----- Passage shown
Page refresh on the Kindle Paperwhite

I love reading on my Kindle Paperwhite. Sometimes, however, the screen exhibits ghosting—you see light gray text, lines or images instead of a plain background. The quickest way to fix that is to tap the top of the screen to open the quick settings menu. That action triggers a full screen refresh. The screen goes all black for a split second, which resets the entire e-ink screen. You can also force a full refresh on each page turn—which is how early Kindle modles always worked—with a setting that I think is hard to find. Look for the Page Refresh setting in Settings > Home and Library > Reading Options.

I have been using Linux on and off for 25 years. I didn’t realize until this week that you can execute any command that history returns via ! + the number. For example, if history returns…

2558 ping sonarr.internal 2559 ping jellyfin.internal 2560 ssh nas.internal 2561 ssh pve.internal8

…you can type !2560 to execute the ssh nas.internal command.

The more I tweak my homelab stuff, the more I realize I need to write down all the things that I have done to it. I just never seem to get around to it.

Ebooks are wonderful things.

I wish the Kindle were an open platform

Bizarrely, if you trasfer DRM-free ebooks directory onto your child’s Amazon Kindle, they cannot see them or read them if they are logged in under an Amazon Kids account. You can share books you bought from Amazon (on your account) with Amazon Kids accounts within your Amazon Family, which is fair, but you can’t share DRM-free ebooks with them. For that, you have to set them up with their own, independent Amazon account. That Amazon account cannot be part of your Amazon Family, so you can’t share anything with them. It is so confusing and irritating.

I just discovered Kagi News and think it’s great. It is very focused on hard news and has no filler, ads, trackers, and so on.

I don’t really need an iPhone 17 Pro in orange, and owning one might not make me any happier than I am today with my aging iPhone 12 mini…but I want one anyway. Sigh.

rsync.net is an amazingly simple, fast, and flexible backup solution. I’m using it with borg backup on Linux and with Arq on macOS. I also transfer files to it manually via SFTP (via Transmit on Mac). It snapshots your files with ZFS, which is really cool. Today I learned that it also supports nativeZFS send/receive, which is totally unique among cloud services that I know of. Unfortunately, to use that feature, you need a special account with a rather large minimum 5 TB quota.

ZFS send/receive is so fast. I love it.

I discovered a really cool ZFS toolset today: Sanoid. It really is two tools. The first, Sanoid, automates ZFS snapshots. The second, Syncoid, wraps up zfs send and zfs receive to make ZFS dataset replication easier. To automate backups, I used Copilot to generate a Syncoid script, systemd timer, and systemd service.

I am struggling with ACLs again in Linux. I am trying to access ZFS datasets from a new internal drive on my Proxmox host from my LXC containers. This time, I think the problem is that I have nested ZFS volumes and I was treating some of them like subdirectories. I don’t think that will work.

I am unreasonably excited about this (Announcing DuckDB 1.4.0).

So far I do not like Apple’s new design language in iOS, iPadOS, or macOS 26. Screen elements like titlebars look comically oversized, text is harder to read than it should be, and I miss iPadOS’s split screen and slideover multitasking UI a lot.

I really like the new oak leaf logo for the Apache Software Foundation. It reminds me of my favorite logo for UConn, where I went to business school.

📰 Homeowners insurance is pricing people out in disaster-prone cities. This doesn’t bother me. It means that the system is working as it should.

I have been coding T-SQL all day. Now I have enough DuckDB experience that I miss its friendly SQL syntax. Prefixing column names alone would be nice.

I am up working late. Tomorrow I expect to start using (and, sadly, debugging) a data ingestion and validation pipeline for potentially thousands of data files.

Amazon’s Send to Kindle page is, by far, the easiest and most reliable way to add your own ebooks to your Kindle library. You can manage your uploaded docs onlne, too.
----------
Answer these from the short posts above:
(a) Where is the Page Refresh setting found on the Kindle Paperwhite?
(b) What minimum quota does rsync.net require for an account that supports native ZFS send/receive?
(c) What are the names of the two tools in the Sanoid toolset?
----- Data extract
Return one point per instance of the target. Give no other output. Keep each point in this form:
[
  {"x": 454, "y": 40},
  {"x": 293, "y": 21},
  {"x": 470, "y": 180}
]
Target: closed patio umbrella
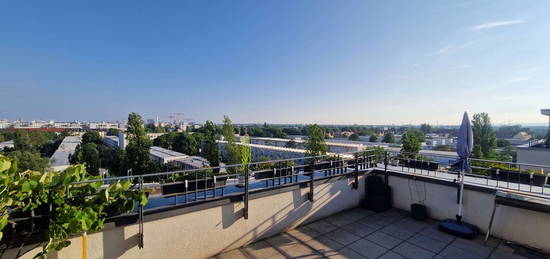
[{"x": 464, "y": 148}]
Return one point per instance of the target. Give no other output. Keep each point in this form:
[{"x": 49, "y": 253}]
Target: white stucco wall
[{"x": 207, "y": 232}]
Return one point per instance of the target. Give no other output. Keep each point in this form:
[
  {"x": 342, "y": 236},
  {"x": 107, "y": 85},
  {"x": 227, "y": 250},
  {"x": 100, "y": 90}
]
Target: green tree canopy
[
  {"x": 90, "y": 156},
  {"x": 389, "y": 138},
  {"x": 91, "y": 137},
  {"x": 232, "y": 154},
  {"x": 22, "y": 141},
  {"x": 484, "y": 138},
  {"x": 410, "y": 142},
  {"x": 210, "y": 149},
  {"x": 186, "y": 143},
  {"x": 113, "y": 132},
  {"x": 137, "y": 150},
  {"x": 426, "y": 128},
  {"x": 29, "y": 160},
  {"x": 373, "y": 138},
  {"x": 354, "y": 137},
  {"x": 315, "y": 143}
]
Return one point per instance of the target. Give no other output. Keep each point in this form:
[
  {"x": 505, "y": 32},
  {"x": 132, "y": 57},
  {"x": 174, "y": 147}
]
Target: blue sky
[{"x": 345, "y": 62}]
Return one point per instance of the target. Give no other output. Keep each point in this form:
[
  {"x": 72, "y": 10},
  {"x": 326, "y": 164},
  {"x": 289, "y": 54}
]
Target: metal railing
[
  {"x": 522, "y": 177},
  {"x": 181, "y": 187},
  {"x": 187, "y": 187}
]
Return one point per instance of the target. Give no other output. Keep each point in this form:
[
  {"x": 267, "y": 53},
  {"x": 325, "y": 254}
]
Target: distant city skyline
[{"x": 304, "y": 62}]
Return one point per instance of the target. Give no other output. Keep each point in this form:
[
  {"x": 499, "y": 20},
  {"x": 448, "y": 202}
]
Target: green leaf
[
  {"x": 26, "y": 187},
  {"x": 5, "y": 163}
]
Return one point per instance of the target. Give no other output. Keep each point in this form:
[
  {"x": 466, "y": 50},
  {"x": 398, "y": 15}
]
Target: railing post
[
  {"x": 140, "y": 244},
  {"x": 386, "y": 177},
  {"x": 356, "y": 174},
  {"x": 311, "y": 175},
  {"x": 246, "y": 176}
]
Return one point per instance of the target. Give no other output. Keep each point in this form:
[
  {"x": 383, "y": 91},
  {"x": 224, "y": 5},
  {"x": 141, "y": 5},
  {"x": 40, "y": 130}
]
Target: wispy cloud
[
  {"x": 462, "y": 67},
  {"x": 452, "y": 48},
  {"x": 521, "y": 78},
  {"x": 491, "y": 25}
]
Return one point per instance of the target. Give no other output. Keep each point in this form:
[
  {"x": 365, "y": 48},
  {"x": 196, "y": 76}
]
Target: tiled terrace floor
[{"x": 360, "y": 233}]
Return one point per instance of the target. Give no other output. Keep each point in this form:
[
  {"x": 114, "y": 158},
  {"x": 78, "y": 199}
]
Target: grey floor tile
[
  {"x": 411, "y": 251},
  {"x": 452, "y": 252},
  {"x": 373, "y": 222},
  {"x": 367, "y": 248},
  {"x": 383, "y": 220},
  {"x": 354, "y": 214},
  {"x": 364, "y": 212},
  {"x": 322, "y": 226},
  {"x": 343, "y": 237},
  {"x": 434, "y": 233},
  {"x": 300, "y": 250},
  {"x": 384, "y": 239},
  {"x": 324, "y": 245},
  {"x": 504, "y": 251},
  {"x": 281, "y": 240},
  {"x": 474, "y": 246},
  {"x": 304, "y": 233},
  {"x": 233, "y": 254},
  {"x": 262, "y": 249},
  {"x": 339, "y": 220},
  {"x": 397, "y": 232},
  {"x": 391, "y": 255},
  {"x": 427, "y": 243},
  {"x": 359, "y": 229},
  {"x": 346, "y": 253},
  {"x": 412, "y": 225}
]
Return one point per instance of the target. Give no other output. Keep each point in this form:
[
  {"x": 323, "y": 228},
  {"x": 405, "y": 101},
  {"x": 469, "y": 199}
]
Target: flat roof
[
  {"x": 165, "y": 153},
  {"x": 66, "y": 148}
]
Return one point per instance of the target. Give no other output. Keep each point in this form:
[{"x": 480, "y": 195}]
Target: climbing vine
[{"x": 71, "y": 209}]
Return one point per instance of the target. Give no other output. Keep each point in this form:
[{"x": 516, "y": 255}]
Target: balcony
[
  {"x": 359, "y": 233},
  {"x": 318, "y": 209}
]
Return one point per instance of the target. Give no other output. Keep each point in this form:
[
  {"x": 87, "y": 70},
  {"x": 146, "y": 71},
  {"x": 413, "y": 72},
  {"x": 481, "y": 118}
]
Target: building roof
[{"x": 66, "y": 148}]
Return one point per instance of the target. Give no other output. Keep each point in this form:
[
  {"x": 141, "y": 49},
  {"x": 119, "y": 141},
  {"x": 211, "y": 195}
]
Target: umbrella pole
[{"x": 461, "y": 194}]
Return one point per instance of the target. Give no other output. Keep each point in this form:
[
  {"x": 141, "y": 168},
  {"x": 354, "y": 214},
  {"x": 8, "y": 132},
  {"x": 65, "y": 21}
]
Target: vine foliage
[{"x": 71, "y": 209}]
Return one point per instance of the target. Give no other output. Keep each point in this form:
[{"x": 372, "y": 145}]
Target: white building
[{"x": 60, "y": 159}]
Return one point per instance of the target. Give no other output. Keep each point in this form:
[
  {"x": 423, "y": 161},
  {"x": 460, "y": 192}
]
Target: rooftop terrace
[
  {"x": 360, "y": 233},
  {"x": 297, "y": 209}
]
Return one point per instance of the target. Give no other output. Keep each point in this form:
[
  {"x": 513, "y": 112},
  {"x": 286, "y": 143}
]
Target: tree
[
  {"x": 91, "y": 137},
  {"x": 232, "y": 154},
  {"x": 373, "y": 138},
  {"x": 419, "y": 134},
  {"x": 186, "y": 143},
  {"x": 210, "y": 149},
  {"x": 354, "y": 137},
  {"x": 291, "y": 144},
  {"x": 245, "y": 153},
  {"x": 166, "y": 140},
  {"x": 411, "y": 144},
  {"x": 484, "y": 137},
  {"x": 389, "y": 138},
  {"x": 426, "y": 128},
  {"x": 29, "y": 160},
  {"x": 503, "y": 143},
  {"x": 113, "y": 132},
  {"x": 315, "y": 144},
  {"x": 22, "y": 141},
  {"x": 137, "y": 151},
  {"x": 90, "y": 157}
]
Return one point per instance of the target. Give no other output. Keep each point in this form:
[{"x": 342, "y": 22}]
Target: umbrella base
[{"x": 459, "y": 228}]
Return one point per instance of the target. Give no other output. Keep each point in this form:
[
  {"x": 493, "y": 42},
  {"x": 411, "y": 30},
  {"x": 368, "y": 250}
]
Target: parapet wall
[
  {"x": 515, "y": 224},
  {"x": 210, "y": 230}
]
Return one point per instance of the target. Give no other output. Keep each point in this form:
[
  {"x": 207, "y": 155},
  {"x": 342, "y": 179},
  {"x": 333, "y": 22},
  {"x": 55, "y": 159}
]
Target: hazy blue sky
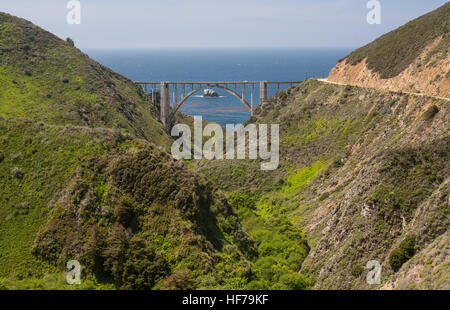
----------
Result
(a) Settings > Home and Library > Reading Options
(b) 5 TB
(c) Sanoid and Syncoid